(Beginning of TEXT PROVIDED)
OpsLevel Agent
The OpsLevel agent is a multi-facet application that runs in your cloud and connects with OpsLevel to support multiple functionalities for OpsLevel. The current functionalities are:
- Kubernetes Service Detection (Aliases)
https://github.com/OpsLevel/opslevel-agent
Primer
To see the agent in action you can watch this primer video
https://opslevel.zoom.us/clips/share/A2F3MRZiQkhwOTJDRVJ0ZUYtMnNtMnJUMzBRAQ
Prerequisites
- Make sure you have the OpsLevel Helm chart repository added.
- Make sure you have the "kubernetes integration" installed in your opslevel account
Values.yaml
The bare minimum values file look like this
secret:
data:
OPSLEVEL_API_TOKEN: "XXXXX"
helm install opslevel-agent opslevel/opslevel-agent -f values.yaml
Multiple Clusters
If you intend to deploy the agent to multiple clusters you may want to create a unique
integration tile in your OpsLevel account for each cluster so that you know which cluster the recommendations are coming from.
If you do this you'll need to specify the integration's alias in the values file you'll want the agent to submit for like this:

agent:
integration: "prod-cluster"
Resource Targeting
By default the agent will target the following resources:
- v1/Service
- apps/v1/Deployment
- apps/v1/StatefulSet
- apps/v1/DaemonSet
- batch/v1/CronJob
but if you want other resource types to make suggestions you can add configuration so long as the
resource types show up when you use kubectl api-resources --verbs="get,list"
.
The following restricts the agent to only syncronize Service and APIService resources:
configmap:
data:
config.yaml: |
selectors:
- apiVersion: "v1"
kind: Service
- apiVersion: "apiregistration.k8s.io/v1"
kind: APIService
Migration from Legacy Integration
Prior to the opslevel-agent the way to integrate OpsLevel with Kubernetes was using the kubectl-opslevel tool. In the interim while we progress to make the opslevel-agent have similar functionality you can run both tools at the same time using the same Kubenetes integration and API token. The key change you'll want to make to your kubectl-opslevel deployment is to turn on the flag --disable-service-create
so that it will only "update" services with alias matches.
By doing this you can effectively "gate" which Kubernetes services are synchronized with kubectl-opslevel by first having them show up as "suggestions" in OpsLevel and then only after you accept those suggestions the next time kubectl-opslevel synchronizes it will find the service with that alias and perform a reconciliatory update.
This is only an interim state while opslevel-agent does not have 100% component field parity.
(End of TEXT PROVIDED)
▶ [TASK SET]
A. Using the OpsLevel agent documentation, answer these:
(i) What command installs the agent with the values file?
(ii) Which flag should be turned on in the kubectl-opslevel deployment?
(iii) Which two resource kinds does the sample configuration limit the agent to?
B. Translate this sentence from the OpsLevel agent documentation into Spanish: "This is only an interim state while opslevel-agent does not have 100% component field parity."
The items after the OpsLevel agent documentation are not needed for any of this work.
(Beginning of SOURCE INFORMATION)
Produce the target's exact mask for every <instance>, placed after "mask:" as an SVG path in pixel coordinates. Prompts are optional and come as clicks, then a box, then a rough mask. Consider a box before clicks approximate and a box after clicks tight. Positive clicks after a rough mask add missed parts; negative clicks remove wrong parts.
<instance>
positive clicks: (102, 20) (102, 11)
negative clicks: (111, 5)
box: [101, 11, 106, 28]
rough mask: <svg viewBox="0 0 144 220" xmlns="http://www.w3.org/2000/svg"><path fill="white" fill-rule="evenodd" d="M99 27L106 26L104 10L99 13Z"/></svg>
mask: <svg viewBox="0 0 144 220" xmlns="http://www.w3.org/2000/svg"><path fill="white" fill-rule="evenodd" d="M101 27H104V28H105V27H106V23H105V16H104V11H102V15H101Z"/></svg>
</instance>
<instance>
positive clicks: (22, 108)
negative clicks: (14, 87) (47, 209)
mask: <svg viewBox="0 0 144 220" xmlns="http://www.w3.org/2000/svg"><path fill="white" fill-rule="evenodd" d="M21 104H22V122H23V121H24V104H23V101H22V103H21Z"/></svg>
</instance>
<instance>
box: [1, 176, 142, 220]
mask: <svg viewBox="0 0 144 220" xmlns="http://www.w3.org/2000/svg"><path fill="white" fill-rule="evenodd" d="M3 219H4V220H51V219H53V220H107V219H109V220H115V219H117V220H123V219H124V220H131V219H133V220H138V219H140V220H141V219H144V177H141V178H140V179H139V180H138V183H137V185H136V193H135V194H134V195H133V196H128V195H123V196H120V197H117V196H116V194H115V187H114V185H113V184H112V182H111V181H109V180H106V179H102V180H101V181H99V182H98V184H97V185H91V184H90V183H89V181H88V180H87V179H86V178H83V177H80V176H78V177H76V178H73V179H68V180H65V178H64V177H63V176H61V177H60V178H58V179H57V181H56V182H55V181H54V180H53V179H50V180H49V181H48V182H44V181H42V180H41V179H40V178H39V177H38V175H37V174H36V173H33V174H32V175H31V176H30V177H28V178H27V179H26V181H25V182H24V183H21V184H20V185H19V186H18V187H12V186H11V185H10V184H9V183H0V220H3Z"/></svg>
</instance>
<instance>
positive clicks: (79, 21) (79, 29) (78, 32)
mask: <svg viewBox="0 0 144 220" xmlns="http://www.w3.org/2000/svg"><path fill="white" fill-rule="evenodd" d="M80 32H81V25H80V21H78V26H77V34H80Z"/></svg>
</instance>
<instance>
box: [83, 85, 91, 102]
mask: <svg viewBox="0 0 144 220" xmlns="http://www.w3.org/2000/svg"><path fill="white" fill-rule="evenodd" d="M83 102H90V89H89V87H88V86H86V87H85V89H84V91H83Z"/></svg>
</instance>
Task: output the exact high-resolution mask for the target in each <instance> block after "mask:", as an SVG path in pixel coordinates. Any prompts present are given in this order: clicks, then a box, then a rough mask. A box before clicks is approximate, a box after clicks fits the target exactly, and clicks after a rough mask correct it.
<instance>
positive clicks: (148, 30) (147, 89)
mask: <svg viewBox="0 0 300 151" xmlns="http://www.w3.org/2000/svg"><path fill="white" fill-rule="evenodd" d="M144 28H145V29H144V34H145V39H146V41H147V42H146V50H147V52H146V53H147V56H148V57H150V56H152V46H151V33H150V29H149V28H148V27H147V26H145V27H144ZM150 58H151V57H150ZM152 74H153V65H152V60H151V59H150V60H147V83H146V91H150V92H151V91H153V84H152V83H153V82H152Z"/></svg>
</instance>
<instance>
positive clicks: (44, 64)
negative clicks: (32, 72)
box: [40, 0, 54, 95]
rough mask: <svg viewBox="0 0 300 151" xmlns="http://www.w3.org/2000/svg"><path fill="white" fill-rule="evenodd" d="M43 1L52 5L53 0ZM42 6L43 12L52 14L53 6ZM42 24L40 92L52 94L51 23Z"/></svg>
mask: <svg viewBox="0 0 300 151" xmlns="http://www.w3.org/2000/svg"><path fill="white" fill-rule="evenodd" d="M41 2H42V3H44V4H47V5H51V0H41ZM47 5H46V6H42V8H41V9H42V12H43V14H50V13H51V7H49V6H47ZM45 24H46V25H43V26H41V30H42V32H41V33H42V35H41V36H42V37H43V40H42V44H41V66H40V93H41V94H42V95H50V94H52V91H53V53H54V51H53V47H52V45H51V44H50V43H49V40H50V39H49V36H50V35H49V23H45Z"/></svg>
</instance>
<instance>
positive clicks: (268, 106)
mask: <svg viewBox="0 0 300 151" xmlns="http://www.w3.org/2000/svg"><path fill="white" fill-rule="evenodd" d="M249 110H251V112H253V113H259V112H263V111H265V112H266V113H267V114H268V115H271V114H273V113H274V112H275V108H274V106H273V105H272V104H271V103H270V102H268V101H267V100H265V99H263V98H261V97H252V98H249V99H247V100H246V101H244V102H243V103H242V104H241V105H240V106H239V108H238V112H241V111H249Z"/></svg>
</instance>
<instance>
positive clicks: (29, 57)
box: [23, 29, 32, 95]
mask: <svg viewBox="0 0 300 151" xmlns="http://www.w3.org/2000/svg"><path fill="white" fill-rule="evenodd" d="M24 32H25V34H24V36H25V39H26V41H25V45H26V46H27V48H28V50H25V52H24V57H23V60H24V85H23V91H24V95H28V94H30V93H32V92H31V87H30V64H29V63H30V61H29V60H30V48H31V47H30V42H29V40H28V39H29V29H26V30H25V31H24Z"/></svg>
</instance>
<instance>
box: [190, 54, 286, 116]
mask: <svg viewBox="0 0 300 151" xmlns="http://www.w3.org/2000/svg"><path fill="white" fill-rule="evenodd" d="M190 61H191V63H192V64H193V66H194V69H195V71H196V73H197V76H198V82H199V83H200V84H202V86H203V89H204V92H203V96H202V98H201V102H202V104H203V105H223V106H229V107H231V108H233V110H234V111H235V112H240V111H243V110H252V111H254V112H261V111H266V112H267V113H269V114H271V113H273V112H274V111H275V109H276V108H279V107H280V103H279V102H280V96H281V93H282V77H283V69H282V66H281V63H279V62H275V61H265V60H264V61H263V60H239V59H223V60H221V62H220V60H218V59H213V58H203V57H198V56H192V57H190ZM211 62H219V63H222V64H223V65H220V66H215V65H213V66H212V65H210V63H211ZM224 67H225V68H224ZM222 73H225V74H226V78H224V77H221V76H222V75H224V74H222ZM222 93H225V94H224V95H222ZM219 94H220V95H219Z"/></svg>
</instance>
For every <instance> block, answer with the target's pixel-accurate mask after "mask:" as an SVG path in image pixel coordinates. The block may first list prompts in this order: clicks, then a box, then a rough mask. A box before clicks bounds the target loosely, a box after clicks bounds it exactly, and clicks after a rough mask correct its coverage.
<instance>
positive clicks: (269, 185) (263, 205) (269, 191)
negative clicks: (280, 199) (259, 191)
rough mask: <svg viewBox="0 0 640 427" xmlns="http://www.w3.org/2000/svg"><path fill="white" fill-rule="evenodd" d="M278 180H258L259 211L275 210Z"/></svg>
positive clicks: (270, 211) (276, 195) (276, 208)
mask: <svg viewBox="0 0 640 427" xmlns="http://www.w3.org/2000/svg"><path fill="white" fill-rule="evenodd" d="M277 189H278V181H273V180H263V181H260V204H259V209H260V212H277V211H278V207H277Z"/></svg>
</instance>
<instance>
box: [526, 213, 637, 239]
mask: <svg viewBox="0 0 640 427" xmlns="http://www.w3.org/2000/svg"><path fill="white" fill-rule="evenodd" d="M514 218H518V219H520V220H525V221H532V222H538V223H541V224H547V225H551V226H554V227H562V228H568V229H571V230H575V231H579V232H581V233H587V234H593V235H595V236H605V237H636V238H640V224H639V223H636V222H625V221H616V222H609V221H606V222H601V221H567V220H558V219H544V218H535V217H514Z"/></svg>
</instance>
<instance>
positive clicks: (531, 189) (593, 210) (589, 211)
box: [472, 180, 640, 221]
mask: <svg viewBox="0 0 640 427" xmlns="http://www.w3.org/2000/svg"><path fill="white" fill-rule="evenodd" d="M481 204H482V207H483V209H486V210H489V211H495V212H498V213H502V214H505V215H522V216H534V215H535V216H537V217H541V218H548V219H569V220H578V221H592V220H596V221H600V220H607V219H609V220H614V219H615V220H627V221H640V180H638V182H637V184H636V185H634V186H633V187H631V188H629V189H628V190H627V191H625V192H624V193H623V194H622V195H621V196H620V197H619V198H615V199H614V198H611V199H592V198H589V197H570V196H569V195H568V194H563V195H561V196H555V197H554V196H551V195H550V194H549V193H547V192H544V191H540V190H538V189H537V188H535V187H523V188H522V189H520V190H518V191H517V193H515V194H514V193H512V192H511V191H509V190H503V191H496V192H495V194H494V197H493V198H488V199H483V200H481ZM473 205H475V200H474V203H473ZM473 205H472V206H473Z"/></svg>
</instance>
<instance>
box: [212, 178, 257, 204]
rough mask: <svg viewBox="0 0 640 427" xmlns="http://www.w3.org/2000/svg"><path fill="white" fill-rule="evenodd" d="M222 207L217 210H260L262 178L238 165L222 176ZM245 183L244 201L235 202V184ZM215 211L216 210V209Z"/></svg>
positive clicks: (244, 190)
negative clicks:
(End of SOURCE INFORMATION)
▶ [EXERCISE SOLUTIONS]
A.
(i) helm install opslevel-agent opslevel/opslevel-agent -f values.yaml
(ii) --disable-service-create
(iii) Service and APIService

B. Este es solo un estado provisional mientras opslevel-agent no tenga una paridad del 100 % en los campos de componentes.